• [EXERCISE PASSAGE]

In the Middle Ages the area was part of a royal hunting forest named Drumselch, which extended north to Holyroodhouse. The lands were held by the Herring family until the 14th century, when Sir Walter de Somerville of Linton and Carnwath (d.1380) married Geilles, daughter of Sir John Herring of Gilmerton. By this marriage Sir Walter acquired half of the Gilmerton estate, including the lands of Drum. Sir Walter's grandson Thomas (d.1434) was created Lord Somerville by King James I, and The Drum remained in Sir Walter's family until 1800.

During the 16th century a dispute arose between the Lords Somerville and another branch of the family over the possession of Gilmerton and The Drum. This was resolved in 1578 after several years of legal debate, in favour of Hugh Somerville, 7th Lord Somerville (1547–1597). Subsequently, Lord Somerville re-established himself at The Drum, and in 1584 he commissioned the mason-architect John Mylne to build a new house. The project was advised by Somerville's kinsman Robert, Lord Seton, and the house was built between June 1584 and October 1585. It was damaged by fire some years later, and again in 1629, but was rebuilt each time. It was described by the 11th Lord Somerville in 1679:

The roumes are few, but fair and large; the entrie and stair-caice extremely ill-placed, neither is the outward forme modish, being built all in lenth in forme of a church.

In 1726 James Somerville, 13th Lord Somerville (1698–1765), commissioned the present house at The Drum from the architect William Adam. The new house incorporates the ground floor of the 16th-century mansion in its west wing. A matching east wing was planned but never built. The pediment over the entrance bears the arms of Lord Somerville and his first wife, while over the fireplace inside the Somerville arms are shown with those of his second wife, indicating the date of the interior as after 1736.

• [Natural-language descriptions of regions]

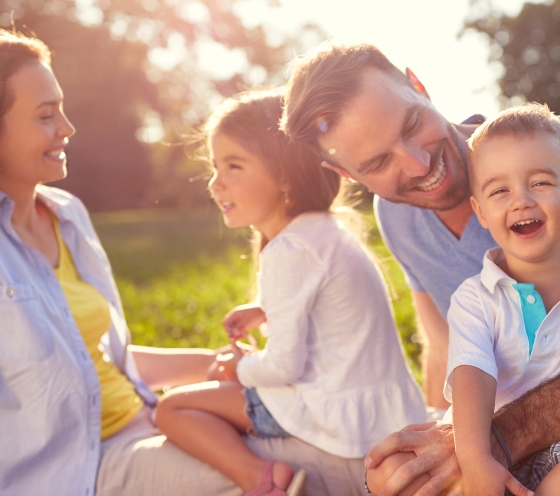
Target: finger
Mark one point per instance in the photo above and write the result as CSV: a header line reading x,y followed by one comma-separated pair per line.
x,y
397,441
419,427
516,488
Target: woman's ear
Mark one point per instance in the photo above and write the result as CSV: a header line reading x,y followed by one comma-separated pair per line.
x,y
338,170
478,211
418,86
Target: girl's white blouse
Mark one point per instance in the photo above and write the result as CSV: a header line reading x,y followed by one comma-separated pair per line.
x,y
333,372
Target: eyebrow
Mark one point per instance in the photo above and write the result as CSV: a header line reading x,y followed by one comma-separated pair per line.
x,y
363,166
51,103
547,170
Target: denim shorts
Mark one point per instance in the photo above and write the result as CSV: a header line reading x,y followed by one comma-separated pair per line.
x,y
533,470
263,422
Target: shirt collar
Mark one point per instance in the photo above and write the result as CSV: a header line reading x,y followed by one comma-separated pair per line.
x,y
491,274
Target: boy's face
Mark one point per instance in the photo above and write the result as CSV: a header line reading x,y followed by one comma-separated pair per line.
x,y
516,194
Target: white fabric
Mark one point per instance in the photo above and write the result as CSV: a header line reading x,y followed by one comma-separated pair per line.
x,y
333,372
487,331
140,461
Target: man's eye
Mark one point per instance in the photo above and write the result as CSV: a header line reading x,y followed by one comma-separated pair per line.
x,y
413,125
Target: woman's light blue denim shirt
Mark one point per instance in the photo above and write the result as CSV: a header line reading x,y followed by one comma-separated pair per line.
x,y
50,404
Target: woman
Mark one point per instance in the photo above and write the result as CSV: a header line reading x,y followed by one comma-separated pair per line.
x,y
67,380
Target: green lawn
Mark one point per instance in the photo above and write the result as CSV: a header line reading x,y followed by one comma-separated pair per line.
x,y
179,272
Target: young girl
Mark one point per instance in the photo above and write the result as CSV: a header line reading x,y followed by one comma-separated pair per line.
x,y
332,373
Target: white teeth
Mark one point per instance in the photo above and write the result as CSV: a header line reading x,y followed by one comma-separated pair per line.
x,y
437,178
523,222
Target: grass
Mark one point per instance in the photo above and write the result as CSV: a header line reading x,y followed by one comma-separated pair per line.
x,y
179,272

• [EXERCISE DIRECTIONS]
Pick up the account of The Drum's history after its final sentence and continue it. The lines above come from a separate source.

• [RESULT OF THIS EXERCISE]
The Palladian design of the façade has been criticised for its "slightly muddled use of classical elements", with a central Venetian window and rusticated pilasters on the first floor apparently unsupported by any similar structure on the ground floor. The interior is decorated with "magnificent stucco work". The curved double stair leading to the main entrance was added in 1782. William Adam also laid out new parks around the house, including avenues focused on several buildings and monuments, few of which survive. From 1756 the Edinburgh Mercat Cross was located at The Drum, following its removal from the High Street, until its restoration in 1866. A replica is now located by the stables.

The estate was broken up in the early years of the 19th century, with the house purchased in 1862 by John More Nisbett, who also purchased much of the original grounds. His second son Hamilton More Nisbett (1868–1955) trained as an architect under John Kinross, and inherited The Drum on his older brother's death in 1939. His architectural practice was afterwards based at The Drum, and he published a history of the house. The Drum is still owned and occupied by the More Nisbett family.

The Drum is a category A listed building. The parks are included on the Inventory of Gardens and Designed Landscapes in Scotland, the national listing of significant gardens, and are described as a "good example of William Adam's formal style of landscape design carried out in the 1700s with the structure still relatively intact today".

Edinburgh's original mercat cross (market cross) was relocated from the Royal Mile to the grounds of Drum House in 1756 (a replica was later placed close to St Giles Cathedral during the 19th century).